_ЗАДАНИЯ_.
A: Выпишите из отрывка о стихах Баратынского последнее слово каждой строки, начиная со строки «Прими ж мои благодаренья» и до конца стихотворной части.
B: Переведите на английский язык предложение из отрывка о стихах Баратынского: «Стихотворение нужно хотя бы правильно прочесть – и тогда своеобразным сигналом его тона станет старославянская форма окончания одного из слов второй строки: не на земле, а на земли».
C: Скопируйте из отрывка о стихах Баратынского фрагмент от слов «И чье-нибудь он» до слов «то-то был Поэт!» включительно.

_ТЕКСТ СТРАНИЦЫ_.
........

Живу, пишу не для похвал;
Но я бы кажется желал
Печальный жребий свой прославить,
Чтоб обо мне, как верный друг,
Напомнил хоть единый звук.
И чье-нибудь он сердце тронет;
И сохраненная судьбой,
Быть может в Лете не потонет
Строфа слогаемая мной;
Быть может (лестная надежда!)
Укажет будущий невежда
На мой прославленный портрет
И молвит: то-то был Поэт!
Прими ж мои благодаренья
Поклонник милых Аонид,
О ты, чья память сохранит
Мои летучие творенья;
Чья благосклонная рука
Потреплет лавры старика! (VI, 49)
Но как непохоже та же тема развита Баратынским, отрекшимся от «школы гармонической точности»! На первый взгляд, у него – смиренные, даже самоуничижительные строки. Но это лишь начальное, хотя, несомненно, и сознательно спровоцированное поэтом впечатление. Стихотворение нужно хотя бы правильно прочесть – и тогда своеобразным сигналом его тона станет старославянская форма окончания одного из слов второй строки: не на земле, а на земли.[216]
А как читать рифмующееся слово второй строки? На письме здесь «мое», но последняя буква может читаться двояко: как е и как ё. По инерции обыденной первой строки обычно и вторую произносят: «Но я живу, и на земли моё», – пренебрегая окончанием предыдущего слова. И получается невозможная для стиха Баратынского стилистическая какофония. Нет, у него – коли «на земли», так непременно «мое», то есть опять же архаическая (а стало быть, отнюдь не обыденная) форма слова, требующая соответствующей рифмы в третьей строке: «бытие» (а ни в коем случае не «бытиё», житьё-бытьё).

........

Сохранённые записи:
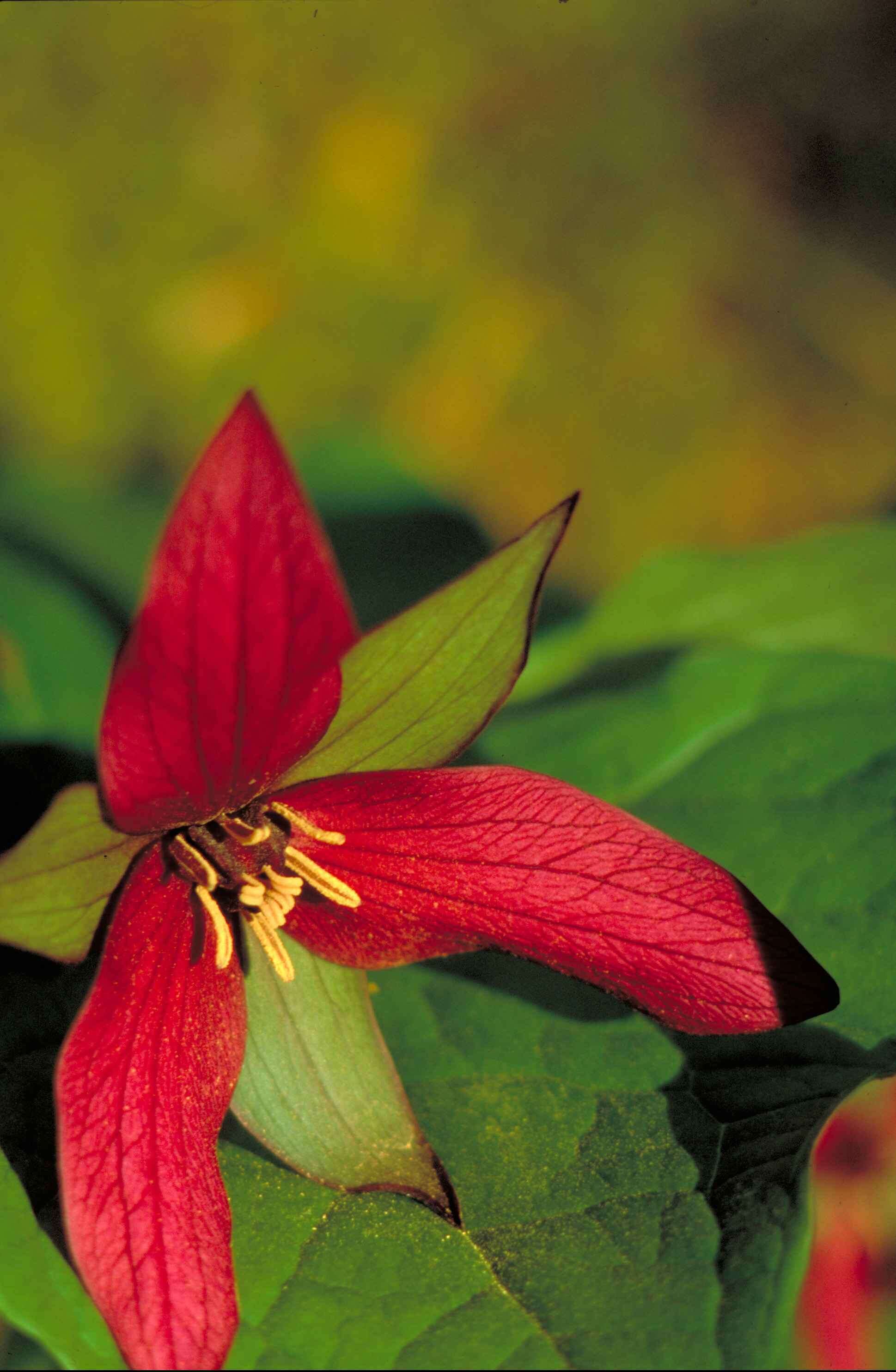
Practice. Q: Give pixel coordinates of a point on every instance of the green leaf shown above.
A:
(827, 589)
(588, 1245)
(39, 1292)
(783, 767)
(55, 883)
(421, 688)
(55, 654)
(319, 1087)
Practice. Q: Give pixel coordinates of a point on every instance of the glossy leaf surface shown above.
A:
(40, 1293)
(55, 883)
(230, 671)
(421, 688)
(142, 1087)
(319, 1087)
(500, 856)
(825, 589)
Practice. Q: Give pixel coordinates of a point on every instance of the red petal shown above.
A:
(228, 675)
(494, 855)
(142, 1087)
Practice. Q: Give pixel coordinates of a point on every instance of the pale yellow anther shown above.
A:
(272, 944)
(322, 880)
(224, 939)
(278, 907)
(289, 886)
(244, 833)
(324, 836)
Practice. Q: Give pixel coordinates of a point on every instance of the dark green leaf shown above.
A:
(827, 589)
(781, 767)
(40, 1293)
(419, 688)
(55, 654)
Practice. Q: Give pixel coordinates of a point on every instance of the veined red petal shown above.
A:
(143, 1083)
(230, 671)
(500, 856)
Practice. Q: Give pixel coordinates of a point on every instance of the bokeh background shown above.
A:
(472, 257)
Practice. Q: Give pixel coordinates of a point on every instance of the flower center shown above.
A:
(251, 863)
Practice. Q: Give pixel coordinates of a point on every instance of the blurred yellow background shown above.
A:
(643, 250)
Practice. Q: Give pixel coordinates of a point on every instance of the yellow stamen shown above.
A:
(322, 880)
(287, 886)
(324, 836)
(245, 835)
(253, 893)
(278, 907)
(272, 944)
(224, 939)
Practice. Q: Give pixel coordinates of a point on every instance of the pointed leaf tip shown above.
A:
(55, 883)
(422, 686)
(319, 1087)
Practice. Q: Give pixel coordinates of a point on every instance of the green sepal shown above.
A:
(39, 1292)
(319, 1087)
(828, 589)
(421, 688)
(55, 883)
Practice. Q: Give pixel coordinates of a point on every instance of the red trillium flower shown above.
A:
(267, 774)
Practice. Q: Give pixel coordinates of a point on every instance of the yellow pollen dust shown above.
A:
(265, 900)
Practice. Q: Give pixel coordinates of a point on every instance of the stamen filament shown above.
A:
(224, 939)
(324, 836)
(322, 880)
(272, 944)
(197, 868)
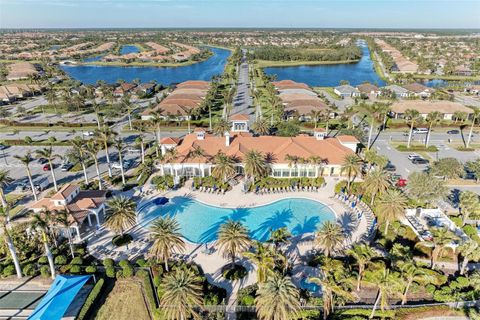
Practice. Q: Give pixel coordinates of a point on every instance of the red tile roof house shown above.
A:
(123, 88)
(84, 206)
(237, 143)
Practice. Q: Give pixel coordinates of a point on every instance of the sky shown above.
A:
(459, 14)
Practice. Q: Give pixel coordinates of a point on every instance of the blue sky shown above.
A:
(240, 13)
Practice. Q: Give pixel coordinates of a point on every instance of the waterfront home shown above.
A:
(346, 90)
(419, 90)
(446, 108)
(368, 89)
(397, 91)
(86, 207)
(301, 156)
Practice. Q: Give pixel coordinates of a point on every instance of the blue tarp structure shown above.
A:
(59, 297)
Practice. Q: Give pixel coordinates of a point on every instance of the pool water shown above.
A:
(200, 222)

........

_ОТВЕТЫ К ЗАДАНИЯМ_.
A: благодаренья, Аонид, сохранит, творенья, рука, старика

B: The poem must at least be read correctly, and then the Old Church Slavonic form of the ending of one of the words in the second line will become a peculiar signal of its tone: not "на земле" but "на земли".

C:
И чье-нибудь он сердце тронет;
И сохраненная судьбой,
Быть может в Лете не потонет
Строфа слогаемая мной;
Быть может (лестная надежда!)
Укажет будущий невежда
На мой прославленный портрет
И молвит: то-то был Поэт!